### Extract to read

# Anyone know what purse this is?



## icaughtfire (Apr 18, 2006)

I was wondering if anybody knew what brand purse this was, It was on the homepage of a website but when I went to look for it on there, it wasn't there and I fell in total love with it.


----------



## koolmnbv (Apr 19, 2006)

It looks like juicy couture to me I'd bet money it is


----------



## kaliraksha (Apr 23, 2006)

i thought the same thing, but wasnt sure about betting money on it =)


----------



## ette (Apr 24, 2006)

Louis Vuitton.


----------



## bellaetoile (Apr 24, 2006)

similar to juicy, but i don't think it is. juicy tends to be more whimsical, and i haven't seen that color used by juicy bags, providing its recent. also, the design doesn't look like juicy, they usually use scottie dogs and hearts on their things. i would say its probably some higher couture house. louis vuitton would be a decent guess, since it looks like some of his recent ventures....uh...YSL, cavalli? i don't know. maybe see if there's a customer service e-mail on the website, and try e-mailing them?


----------



## MACActress (Apr 25, 2006)

I'm gonna say Juicy. I've seen them use metallic leather in ways like that and there's a crown on the bottom of the flap.


----------



## MACreation (Apr 25, 2006)

juicy cuz i see a crown


----------



## melozburngr (Apr 25, 2006)

I think its LV, I saw a similar bag that was Louis V.  not sure though.


----------



## REYNALD0C (Apr 25, 2006)

Thats actually a copy of a Louis Vuitton runway bag that came out couple seasons ago.  It was part of their Monogram Velour collection which came out in F/W 04/05?  I think.  I know its from the Mono Velour collection though.


----------



## user3 (Apr 26, 2006)

I know but it is cute...let me know if you ever find it


----------



## user2 (Apr 26, 2006)

Here's a pic of a smaller LV version but I think it just came in black, deep red and multicolore!


----------



## user2 (Apr 26, 2006)

Oh and in brown:
http://img139.imagevenue.com/img.php...wLi  fe_10.jpg


----------



## REYNALD0C (Apr 26, 2006)

Oh yeah, it came out in the MC collection.  I know the MC version is called the Gracie.

I love Louis Vuitton!


----------

######
### Given entries

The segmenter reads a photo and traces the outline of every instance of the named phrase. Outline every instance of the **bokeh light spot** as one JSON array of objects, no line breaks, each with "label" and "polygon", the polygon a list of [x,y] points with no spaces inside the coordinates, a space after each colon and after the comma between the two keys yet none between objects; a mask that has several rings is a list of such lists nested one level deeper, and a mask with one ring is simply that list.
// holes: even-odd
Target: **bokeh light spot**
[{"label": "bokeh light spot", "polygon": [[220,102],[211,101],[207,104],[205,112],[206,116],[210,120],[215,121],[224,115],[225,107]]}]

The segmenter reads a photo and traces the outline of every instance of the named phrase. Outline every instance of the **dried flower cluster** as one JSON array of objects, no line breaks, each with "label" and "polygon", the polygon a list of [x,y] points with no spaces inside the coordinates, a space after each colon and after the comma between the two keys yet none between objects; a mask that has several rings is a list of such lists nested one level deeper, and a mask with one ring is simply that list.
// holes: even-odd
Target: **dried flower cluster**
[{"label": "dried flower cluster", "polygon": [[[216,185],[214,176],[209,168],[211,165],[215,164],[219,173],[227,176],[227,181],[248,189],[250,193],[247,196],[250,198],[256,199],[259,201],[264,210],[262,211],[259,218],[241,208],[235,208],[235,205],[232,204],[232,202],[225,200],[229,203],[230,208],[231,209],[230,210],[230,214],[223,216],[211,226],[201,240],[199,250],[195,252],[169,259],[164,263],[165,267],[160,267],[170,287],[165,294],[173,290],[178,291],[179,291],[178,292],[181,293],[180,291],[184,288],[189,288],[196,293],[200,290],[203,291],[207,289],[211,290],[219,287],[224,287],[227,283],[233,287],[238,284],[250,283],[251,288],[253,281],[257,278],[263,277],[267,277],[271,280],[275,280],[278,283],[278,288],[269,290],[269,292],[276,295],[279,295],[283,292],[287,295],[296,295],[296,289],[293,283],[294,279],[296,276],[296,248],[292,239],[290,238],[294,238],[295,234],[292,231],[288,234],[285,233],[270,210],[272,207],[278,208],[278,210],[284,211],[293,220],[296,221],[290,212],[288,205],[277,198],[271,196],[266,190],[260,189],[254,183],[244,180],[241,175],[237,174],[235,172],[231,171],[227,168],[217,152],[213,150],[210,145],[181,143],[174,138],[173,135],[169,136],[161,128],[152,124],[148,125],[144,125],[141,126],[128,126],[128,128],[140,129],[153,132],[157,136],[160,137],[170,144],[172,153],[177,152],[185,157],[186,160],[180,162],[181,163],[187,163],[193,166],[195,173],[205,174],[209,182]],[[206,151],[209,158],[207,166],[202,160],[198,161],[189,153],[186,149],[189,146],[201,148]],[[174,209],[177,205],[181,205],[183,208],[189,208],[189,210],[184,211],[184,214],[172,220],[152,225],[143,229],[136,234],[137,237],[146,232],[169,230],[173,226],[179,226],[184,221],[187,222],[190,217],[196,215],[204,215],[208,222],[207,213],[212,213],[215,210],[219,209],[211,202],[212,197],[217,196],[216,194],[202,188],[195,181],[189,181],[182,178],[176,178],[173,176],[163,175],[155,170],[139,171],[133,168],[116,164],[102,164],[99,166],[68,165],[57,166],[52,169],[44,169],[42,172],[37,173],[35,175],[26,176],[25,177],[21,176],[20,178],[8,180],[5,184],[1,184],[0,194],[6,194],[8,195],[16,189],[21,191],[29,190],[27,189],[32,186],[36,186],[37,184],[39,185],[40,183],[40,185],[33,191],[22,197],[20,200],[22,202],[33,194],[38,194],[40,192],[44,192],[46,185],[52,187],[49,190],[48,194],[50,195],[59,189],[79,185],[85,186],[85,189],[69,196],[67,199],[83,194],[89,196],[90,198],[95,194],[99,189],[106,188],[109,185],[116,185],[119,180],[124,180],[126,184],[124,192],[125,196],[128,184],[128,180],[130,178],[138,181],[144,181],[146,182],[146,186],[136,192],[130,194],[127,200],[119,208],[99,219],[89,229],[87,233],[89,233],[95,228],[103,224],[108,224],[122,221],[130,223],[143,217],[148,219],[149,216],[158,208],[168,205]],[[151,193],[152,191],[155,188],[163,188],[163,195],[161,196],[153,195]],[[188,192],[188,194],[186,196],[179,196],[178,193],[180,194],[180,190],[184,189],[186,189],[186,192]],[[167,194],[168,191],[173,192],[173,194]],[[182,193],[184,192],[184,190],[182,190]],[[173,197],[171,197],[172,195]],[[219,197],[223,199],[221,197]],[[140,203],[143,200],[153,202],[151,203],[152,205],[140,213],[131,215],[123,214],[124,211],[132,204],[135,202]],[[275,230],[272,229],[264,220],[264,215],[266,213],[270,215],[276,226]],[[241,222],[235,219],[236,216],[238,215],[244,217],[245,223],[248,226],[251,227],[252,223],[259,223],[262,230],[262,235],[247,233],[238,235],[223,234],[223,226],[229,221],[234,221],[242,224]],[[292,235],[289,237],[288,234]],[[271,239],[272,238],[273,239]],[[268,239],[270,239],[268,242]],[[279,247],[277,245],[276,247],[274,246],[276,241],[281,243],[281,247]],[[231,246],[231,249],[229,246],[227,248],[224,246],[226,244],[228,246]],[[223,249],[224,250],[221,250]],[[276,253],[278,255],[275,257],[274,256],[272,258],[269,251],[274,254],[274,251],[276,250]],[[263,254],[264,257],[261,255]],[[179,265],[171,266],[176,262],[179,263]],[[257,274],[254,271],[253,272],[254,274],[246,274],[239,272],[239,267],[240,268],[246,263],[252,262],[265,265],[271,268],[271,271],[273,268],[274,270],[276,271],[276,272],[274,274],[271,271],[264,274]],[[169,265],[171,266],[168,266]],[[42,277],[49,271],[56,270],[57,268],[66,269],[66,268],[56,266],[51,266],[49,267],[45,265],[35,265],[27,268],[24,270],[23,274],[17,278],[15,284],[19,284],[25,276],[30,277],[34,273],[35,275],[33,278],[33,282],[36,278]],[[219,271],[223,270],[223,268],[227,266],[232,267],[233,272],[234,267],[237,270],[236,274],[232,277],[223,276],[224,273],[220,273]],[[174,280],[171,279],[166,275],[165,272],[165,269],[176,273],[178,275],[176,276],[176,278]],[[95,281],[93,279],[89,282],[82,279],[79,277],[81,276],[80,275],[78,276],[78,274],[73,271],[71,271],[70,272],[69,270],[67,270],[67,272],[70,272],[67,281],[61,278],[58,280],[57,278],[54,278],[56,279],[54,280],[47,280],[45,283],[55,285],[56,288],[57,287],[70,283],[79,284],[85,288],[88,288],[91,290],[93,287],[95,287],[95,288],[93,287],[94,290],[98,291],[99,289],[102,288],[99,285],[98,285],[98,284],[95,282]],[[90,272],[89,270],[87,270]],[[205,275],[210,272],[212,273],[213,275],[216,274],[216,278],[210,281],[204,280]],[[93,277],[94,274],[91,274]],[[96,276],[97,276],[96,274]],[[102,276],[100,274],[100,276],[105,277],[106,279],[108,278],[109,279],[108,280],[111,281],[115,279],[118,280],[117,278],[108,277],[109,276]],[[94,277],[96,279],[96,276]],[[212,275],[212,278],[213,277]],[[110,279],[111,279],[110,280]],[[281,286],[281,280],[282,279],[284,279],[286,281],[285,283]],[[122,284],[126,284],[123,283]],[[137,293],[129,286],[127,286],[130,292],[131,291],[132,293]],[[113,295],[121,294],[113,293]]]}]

######

• Problems to work on:
#1 In the purse thread, list the usernames of everyone who posted on Apr 25, 2006.
#2 Repeat from the purse thread, word for word, everything from "I was wondering" down to "(Apr 19, 2006)".
#3 Does the purse thread support each of these statements? (a) The first post says the purse appeared on the homepage of a website. (b) MACActress says there is a heart on the bottom of the flap. (c) REYNALD0C says the MC version is called the Gracie.

• Answers:
#1 MACActress, MACreation, melozburngr, REYNALD0C

#2
I was wondering if anybody knew what brand purse this was, It was on the homepage of a website but when I went to look for it on there, it wasn't there and I fell in total love with it.


----------



## koolmnbv (Apr 19, 2006)

#3
(a) Yes: "It was on the homepage of a website"
(b) No: "there's a crown on the bottom of the flap."
(c) Yes: "I know the MC version is called the Gracie."